WHAT IS BEING ASKED: Output every entry verbatim.

Excerpts from a dataset:
┌──

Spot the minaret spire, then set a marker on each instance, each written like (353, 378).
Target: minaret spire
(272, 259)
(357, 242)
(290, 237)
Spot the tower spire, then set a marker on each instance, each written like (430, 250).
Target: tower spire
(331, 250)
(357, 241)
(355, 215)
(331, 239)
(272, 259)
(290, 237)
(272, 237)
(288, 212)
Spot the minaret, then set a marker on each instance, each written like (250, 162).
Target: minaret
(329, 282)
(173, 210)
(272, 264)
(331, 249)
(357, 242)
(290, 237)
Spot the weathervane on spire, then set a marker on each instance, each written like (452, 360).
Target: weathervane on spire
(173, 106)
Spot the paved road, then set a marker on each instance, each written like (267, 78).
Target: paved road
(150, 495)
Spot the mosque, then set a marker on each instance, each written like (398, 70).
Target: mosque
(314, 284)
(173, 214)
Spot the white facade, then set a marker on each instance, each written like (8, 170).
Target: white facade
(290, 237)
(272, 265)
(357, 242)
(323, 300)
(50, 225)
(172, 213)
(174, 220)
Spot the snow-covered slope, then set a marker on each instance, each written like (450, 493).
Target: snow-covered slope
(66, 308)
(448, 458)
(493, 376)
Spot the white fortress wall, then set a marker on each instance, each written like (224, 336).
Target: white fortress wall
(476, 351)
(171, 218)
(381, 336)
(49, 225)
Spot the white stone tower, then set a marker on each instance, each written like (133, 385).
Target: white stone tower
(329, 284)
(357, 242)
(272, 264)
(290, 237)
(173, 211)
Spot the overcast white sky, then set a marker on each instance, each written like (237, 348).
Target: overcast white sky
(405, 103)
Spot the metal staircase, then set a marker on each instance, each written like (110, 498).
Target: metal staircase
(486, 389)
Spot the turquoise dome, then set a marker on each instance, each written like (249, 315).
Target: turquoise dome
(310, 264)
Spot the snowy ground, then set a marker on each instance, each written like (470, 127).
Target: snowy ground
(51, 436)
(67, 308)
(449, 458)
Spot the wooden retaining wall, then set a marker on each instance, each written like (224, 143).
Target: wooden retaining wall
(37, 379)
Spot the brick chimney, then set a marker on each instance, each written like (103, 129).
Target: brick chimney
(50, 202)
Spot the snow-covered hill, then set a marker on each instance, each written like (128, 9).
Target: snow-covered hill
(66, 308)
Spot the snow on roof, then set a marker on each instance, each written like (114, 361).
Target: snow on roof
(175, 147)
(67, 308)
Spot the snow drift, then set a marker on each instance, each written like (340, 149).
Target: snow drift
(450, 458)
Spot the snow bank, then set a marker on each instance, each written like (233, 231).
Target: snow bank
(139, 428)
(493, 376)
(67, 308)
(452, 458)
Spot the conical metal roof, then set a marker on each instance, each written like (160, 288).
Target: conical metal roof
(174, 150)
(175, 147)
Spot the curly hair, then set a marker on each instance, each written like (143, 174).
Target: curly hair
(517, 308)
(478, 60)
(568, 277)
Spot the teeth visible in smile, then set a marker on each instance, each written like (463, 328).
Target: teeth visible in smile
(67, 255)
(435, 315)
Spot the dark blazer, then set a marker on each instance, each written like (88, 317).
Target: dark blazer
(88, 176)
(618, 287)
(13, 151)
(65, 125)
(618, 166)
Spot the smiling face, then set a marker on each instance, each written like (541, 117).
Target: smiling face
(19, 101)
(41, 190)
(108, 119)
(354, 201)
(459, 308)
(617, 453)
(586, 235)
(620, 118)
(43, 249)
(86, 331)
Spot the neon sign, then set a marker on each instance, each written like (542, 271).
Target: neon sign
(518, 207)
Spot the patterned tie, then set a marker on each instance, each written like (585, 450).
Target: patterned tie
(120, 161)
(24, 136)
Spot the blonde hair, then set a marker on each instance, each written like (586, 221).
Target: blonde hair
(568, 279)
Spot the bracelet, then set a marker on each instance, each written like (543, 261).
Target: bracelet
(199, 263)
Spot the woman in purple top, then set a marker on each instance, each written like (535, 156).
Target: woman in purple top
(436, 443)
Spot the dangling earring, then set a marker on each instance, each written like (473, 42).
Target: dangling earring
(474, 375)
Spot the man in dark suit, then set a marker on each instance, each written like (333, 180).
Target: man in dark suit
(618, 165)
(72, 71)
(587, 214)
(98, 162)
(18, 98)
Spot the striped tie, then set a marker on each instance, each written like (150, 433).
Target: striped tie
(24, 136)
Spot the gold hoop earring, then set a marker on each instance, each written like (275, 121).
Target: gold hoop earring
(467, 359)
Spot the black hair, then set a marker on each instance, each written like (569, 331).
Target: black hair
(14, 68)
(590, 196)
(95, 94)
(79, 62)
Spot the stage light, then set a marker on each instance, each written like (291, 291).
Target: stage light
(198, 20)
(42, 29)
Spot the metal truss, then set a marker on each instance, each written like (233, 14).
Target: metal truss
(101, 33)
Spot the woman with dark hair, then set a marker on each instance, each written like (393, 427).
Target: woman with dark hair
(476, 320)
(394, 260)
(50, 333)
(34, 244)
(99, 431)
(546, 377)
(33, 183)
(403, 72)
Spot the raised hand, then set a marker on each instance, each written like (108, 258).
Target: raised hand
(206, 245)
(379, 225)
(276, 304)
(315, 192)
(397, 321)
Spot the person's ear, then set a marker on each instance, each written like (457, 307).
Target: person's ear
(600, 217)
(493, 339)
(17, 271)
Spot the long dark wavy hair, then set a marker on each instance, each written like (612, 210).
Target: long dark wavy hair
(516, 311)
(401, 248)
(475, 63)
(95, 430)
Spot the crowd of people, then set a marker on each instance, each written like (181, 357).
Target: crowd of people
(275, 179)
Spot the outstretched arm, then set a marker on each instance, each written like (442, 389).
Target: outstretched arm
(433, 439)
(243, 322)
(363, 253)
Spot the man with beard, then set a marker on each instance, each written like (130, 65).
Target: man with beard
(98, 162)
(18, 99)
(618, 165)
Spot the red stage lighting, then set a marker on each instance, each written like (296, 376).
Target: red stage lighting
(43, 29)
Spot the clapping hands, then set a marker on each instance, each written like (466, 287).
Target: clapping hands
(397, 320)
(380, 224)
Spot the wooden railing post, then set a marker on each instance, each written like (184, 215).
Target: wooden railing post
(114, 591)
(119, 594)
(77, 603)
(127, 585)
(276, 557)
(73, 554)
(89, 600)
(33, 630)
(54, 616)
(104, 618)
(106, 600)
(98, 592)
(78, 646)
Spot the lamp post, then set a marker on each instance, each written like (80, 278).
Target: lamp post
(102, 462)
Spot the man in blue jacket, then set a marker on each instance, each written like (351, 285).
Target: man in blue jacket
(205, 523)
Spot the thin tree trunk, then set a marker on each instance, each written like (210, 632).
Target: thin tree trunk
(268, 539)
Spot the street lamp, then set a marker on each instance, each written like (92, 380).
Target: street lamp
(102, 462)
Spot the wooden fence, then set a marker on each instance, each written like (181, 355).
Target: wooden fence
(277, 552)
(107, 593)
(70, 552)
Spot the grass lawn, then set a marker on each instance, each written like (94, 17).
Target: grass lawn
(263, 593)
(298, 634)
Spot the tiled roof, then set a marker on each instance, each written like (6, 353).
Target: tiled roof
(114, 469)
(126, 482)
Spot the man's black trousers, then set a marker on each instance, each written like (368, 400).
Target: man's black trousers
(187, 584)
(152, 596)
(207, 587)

└──

ANSWER TO THE EXERCISE:
Spot the minaret spire, then set a marker on each instance, each written like (353, 378).
Target: minaret spire
(272, 259)
(357, 242)
(290, 237)
Spot the tower spire, then set a marker on each instance, each written like (430, 250).
Target: tower spire
(331, 250)
(357, 241)
(355, 215)
(331, 239)
(272, 259)
(290, 237)
(272, 237)
(288, 212)
Spot the minaret, then set a marker on each instance, each written like (250, 162).
Target: minaret
(329, 282)
(173, 210)
(272, 264)
(331, 249)
(357, 242)
(290, 237)
Spot the weathervane on spire, then set a marker on each instance, each written like (452, 360).
Target: weathervane on spire
(173, 106)
Spot the paved road, then set a marker on each instance, each written like (267, 78).
Target: paved road
(150, 495)
Spot the mosque, then set a marker on each instance, each written like (398, 70).
Target: mosque
(314, 284)
(173, 214)
Spot the white facade, then set a marker on each instance, each written like (8, 170).
Target: white facade
(290, 237)
(272, 265)
(357, 242)
(323, 300)
(50, 225)
(172, 213)
(174, 220)
Spot the snow-covered slope, then set a marker on each instance, each written like (450, 493).
Target: snow-covered slope
(66, 308)
(448, 458)
(493, 376)
Spot the white fortress wall, then set a marker on each instance, each written like (224, 336).
Target: white fortress wall
(476, 351)
(171, 218)
(381, 336)
(49, 225)
Spot the white stone tower, then set a marker on each instance, each written like (133, 385).
Target: white stone tower
(329, 284)
(357, 242)
(272, 264)
(290, 237)
(173, 211)
Spot the overcast white sky, then set a marker on each instance, each written like (237, 348).
Target: overcast white sky
(405, 103)
Spot the metal staircase, then set a marker on each instance, each written like (110, 498).
Target: metal staircase
(486, 389)
Spot the turquoise dome, then set a marker on each instance, each written like (249, 315).
Target: turquoise dome
(310, 264)
Spot the snowy ground, then set a marker on each instance, each written like (470, 127).
Target: snowy ground
(51, 436)
(67, 308)
(449, 458)
Spot the wooden retaining wall, then set a marker on each instance, each written like (224, 143).
Target: wooden retaining wall
(37, 379)
Spot the brick chimney, then set a marker on each instance, each written like (103, 129).
Target: brick chimney
(50, 202)
Spot the snow-covered hill, then set a marker on each instance, each written like (128, 9).
Target: snow-covered hill
(66, 308)
Spot the snow on roof, then set a marker on each instance, each written like (114, 361).
Target: snow on roof
(175, 147)
(67, 308)
Spot the snow drift, then set a marker on each instance, each written like (340, 149).
Target: snow drift
(450, 458)
Spot the snow bank, then set a marker on each instance, each written like (233, 231).
Target: snow bank
(139, 428)
(493, 376)
(67, 308)
(452, 458)
Spot the conical metal roof, then set a marker on each instance, each written like (160, 288).
Target: conical metal roof
(174, 150)
(175, 147)
Spot the curly hair, then set a marker on each instance, each written like (143, 174).
Target: curly hair
(517, 308)
(478, 60)
(568, 277)
Spot the teeth visible in smile, then set a marker on each instance, each written like (463, 328).
Target: teeth visible in smile
(67, 255)
(435, 315)
Spot the dark blazer, then set a marker on each instance, each written like (88, 317).
Target: dark blazer
(88, 176)
(618, 287)
(13, 151)
(65, 125)
(618, 166)
Spot the smiling face, then set a marker on each instance, each written like (541, 117).
Target: smiling face
(19, 101)
(41, 190)
(108, 119)
(354, 201)
(459, 308)
(617, 453)
(586, 235)
(620, 118)
(43, 249)
(86, 331)
Spot the neon sign, then set a marker on each instance, each written like (542, 271).
Target: neon sign
(518, 207)
Spot the patterned tie, then set a marker on each instance, each written like (585, 450).
Target: patterned tie
(120, 161)
(24, 136)
Spot the blonde hair, then set a marker on each instance, each written like (586, 221).
Target: blonde hair
(568, 279)
Spot the bracelet, then set a marker on each instance, each written like (543, 261).
Target: bracelet
(199, 263)
Spot the woman in purple top, then set a marker on each instance, each written like (535, 156).
Target: woman in purple top
(436, 443)
Spot the dangling earring, then set a marker on each instance, each written like (473, 42).
Target: dangling earring
(474, 375)
Spot the man in dark suit, then set a marker on each instance, each written like (333, 180).
Target: man in dark suit
(618, 165)
(72, 71)
(587, 214)
(98, 162)
(18, 98)
Spot the striped tie, then set a marker on each instance, each written like (150, 433).
Target: striped tie
(24, 136)
Spot the gold hoop earring, then set a marker on each instance, each written like (275, 121).
Target: gold hoop earring
(467, 359)
Spot the black hair, then set a marker on each instance, each written like (569, 331).
Target: black hair
(14, 68)
(590, 196)
(95, 94)
(79, 62)
Spot the stage light, then set a marker on each instance, each written like (291, 291).
Target: stage light
(198, 20)
(42, 29)
Spot the metal truss, then set a marker on each instance, each written like (233, 14).
Target: metal truss
(101, 33)
Spot the woman with dark hair, then set a marker on each instance, each written like (393, 427).
Target: woman with dark hair
(476, 320)
(394, 260)
(50, 333)
(34, 244)
(99, 431)
(546, 377)
(33, 183)
(403, 72)
Spot the raised hand, then set a marker on each instance, each written like (108, 258).
Target: raised hand
(206, 245)
(379, 225)
(276, 304)
(315, 192)
(397, 321)
Spot the person's ear, then set a marker on each instance, each written like (457, 307).
Target: person's ear
(600, 217)
(493, 339)
(17, 271)
Spot the long dark wavy hair, then set a marker on each instance, each written like (612, 210).
Target: long dark wavy hair
(516, 311)
(401, 248)
(475, 63)
(95, 430)
Spot the crowd of people, then set a marker on each instance, each written like (181, 357).
Target: crowd of people
(275, 179)
Spot the outstretched arm, then set a marker on each instance, each written like (442, 389).
Target: outstretched arm
(433, 439)
(243, 322)
(363, 253)
Spot the man with beard, then set a marker on each instance, each written like (130, 65).
Target: man with beard
(98, 162)
(18, 99)
(618, 165)
Spot the red stage lighting, then set a marker on each instance, each written like (296, 376).
Target: red stage lighting
(43, 29)
Spot the clapping hands, then set a marker on each instance, each written like (466, 287).
Target: clapping hands
(397, 320)
(380, 224)
Spot the wooden railing post, then set a marker on each instance, each written like (184, 215).
Target: wooden railing post
(114, 591)
(119, 594)
(77, 603)
(127, 585)
(276, 557)
(73, 554)
(89, 600)
(33, 630)
(54, 616)
(104, 618)
(106, 600)
(98, 592)
(78, 646)
Spot the lamp post, then set a marker on each instance, each written like (80, 278).
Target: lamp post
(102, 462)
Spot the man in blue jacket, then set a marker on each instance, each written like (351, 285).
Target: man in blue jacket
(205, 523)
Spot the thin tree trunk, then set a marker on each instance, each written like (210, 632).
Target: thin tree trunk
(268, 539)
Spot the street lamp, then set a marker on each instance, each written like (92, 380).
Target: street lamp
(102, 462)
Spot the wooden fence, then set a marker on each instance, each written like (181, 355).
Target: wooden fence
(277, 552)
(107, 593)
(70, 552)
Spot the grass lawn, then set a marker on each instance, each written like (94, 17).
Target: grass lawn
(263, 593)
(298, 634)
Spot the tiled roof, then set a marker on each instance, each written like (6, 353).
Target: tiled roof
(114, 469)
(126, 482)
Spot the man's black trousers, then set a marker on each instance, each written like (368, 400).
Target: man's black trousers
(187, 584)
(152, 596)
(207, 587)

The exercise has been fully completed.